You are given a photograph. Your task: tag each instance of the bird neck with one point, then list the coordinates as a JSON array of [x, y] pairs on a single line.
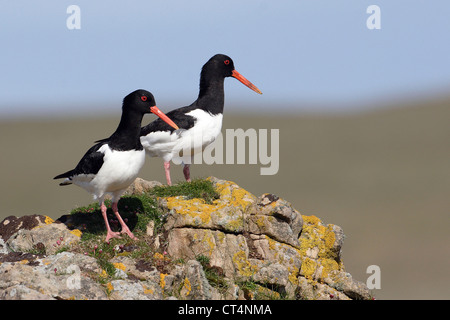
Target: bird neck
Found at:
[[211, 97], [126, 136]]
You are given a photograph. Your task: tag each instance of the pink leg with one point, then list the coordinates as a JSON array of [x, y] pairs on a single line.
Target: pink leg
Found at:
[[187, 173], [125, 228], [167, 170], [109, 233]]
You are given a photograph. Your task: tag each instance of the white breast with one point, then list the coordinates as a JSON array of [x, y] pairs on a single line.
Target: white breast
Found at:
[[119, 170], [171, 146]]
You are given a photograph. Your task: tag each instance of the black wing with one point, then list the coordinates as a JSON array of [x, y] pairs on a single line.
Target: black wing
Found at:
[[91, 163], [178, 116]]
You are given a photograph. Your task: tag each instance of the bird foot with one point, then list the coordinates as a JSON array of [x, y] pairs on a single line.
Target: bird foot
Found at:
[[111, 234], [129, 233]]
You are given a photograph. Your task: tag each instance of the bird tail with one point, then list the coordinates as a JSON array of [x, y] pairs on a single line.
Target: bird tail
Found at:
[[66, 175]]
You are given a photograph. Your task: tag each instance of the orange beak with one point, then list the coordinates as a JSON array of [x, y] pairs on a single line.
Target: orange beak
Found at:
[[165, 118], [242, 79]]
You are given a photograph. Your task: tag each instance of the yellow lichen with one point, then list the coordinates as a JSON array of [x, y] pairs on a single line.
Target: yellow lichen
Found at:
[[316, 235], [243, 266], [308, 268], [119, 265], [187, 286], [162, 281], [76, 232], [147, 290], [109, 287], [48, 220]]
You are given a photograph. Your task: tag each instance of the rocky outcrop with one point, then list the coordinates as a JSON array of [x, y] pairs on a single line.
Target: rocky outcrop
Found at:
[[237, 246]]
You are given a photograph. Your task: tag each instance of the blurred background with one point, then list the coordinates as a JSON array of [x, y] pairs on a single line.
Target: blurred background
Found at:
[[363, 114]]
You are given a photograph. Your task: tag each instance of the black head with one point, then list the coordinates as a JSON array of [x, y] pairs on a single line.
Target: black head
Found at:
[[140, 100], [220, 65]]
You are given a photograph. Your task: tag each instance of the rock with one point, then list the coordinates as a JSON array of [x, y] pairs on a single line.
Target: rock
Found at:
[[238, 246], [47, 238], [11, 225], [134, 290], [140, 186], [195, 284], [61, 276]]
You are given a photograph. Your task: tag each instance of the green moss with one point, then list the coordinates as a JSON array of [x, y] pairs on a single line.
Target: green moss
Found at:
[[196, 189]]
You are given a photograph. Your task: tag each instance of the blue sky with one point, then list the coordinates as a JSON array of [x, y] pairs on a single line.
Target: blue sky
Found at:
[[301, 54]]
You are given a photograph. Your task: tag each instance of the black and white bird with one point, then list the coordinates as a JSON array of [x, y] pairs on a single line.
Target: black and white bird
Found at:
[[200, 123], [111, 165]]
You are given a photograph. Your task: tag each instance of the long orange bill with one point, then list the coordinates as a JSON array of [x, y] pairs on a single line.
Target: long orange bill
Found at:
[[165, 118], [242, 79]]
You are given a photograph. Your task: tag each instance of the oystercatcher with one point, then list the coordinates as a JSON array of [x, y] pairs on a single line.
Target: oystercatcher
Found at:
[[200, 123], [112, 164]]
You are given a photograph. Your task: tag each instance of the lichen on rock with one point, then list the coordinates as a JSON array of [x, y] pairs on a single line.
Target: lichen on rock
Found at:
[[236, 246]]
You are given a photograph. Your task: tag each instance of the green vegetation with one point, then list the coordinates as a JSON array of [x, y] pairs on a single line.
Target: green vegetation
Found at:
[[198, 188], [137, 211]]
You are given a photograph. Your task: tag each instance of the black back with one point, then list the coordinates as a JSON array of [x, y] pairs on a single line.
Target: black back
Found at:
[[211, 97], [126, 136]]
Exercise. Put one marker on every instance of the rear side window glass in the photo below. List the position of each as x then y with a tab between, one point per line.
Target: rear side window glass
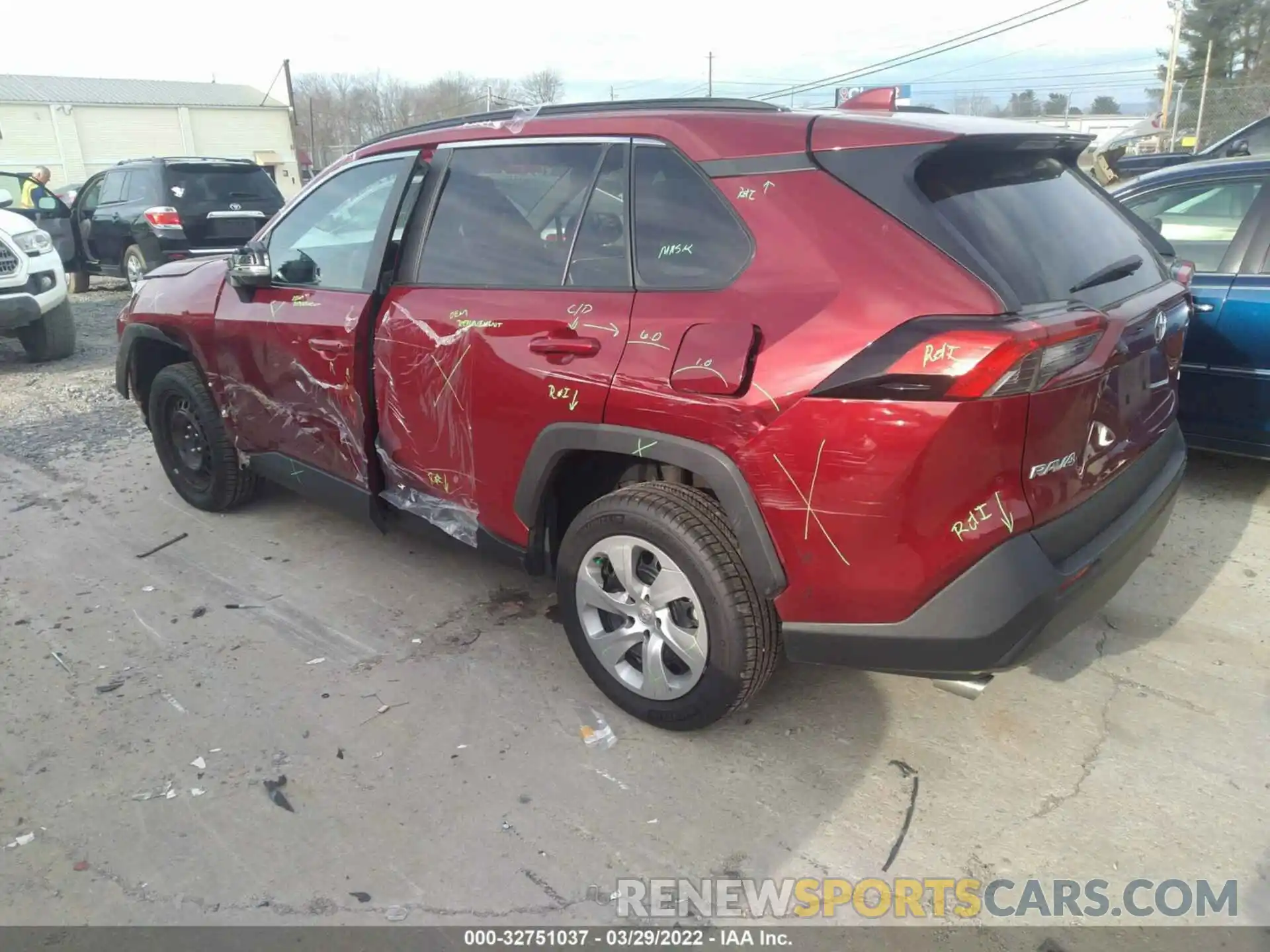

++++++++++++++++++++

* _Aim_:
Copy out the lines of the records between the line holding "the green moss" and the line holding "[[196, 189]]", inclusive, with nothing changed.

* _Exercise answer_:
You are given a photograph. Your task: tag each instance of the green moss with one point, then list the coordinates as a JSON array of [x, y] pairs on a single line.
Target: green moss
Found at:
[[196, 189]]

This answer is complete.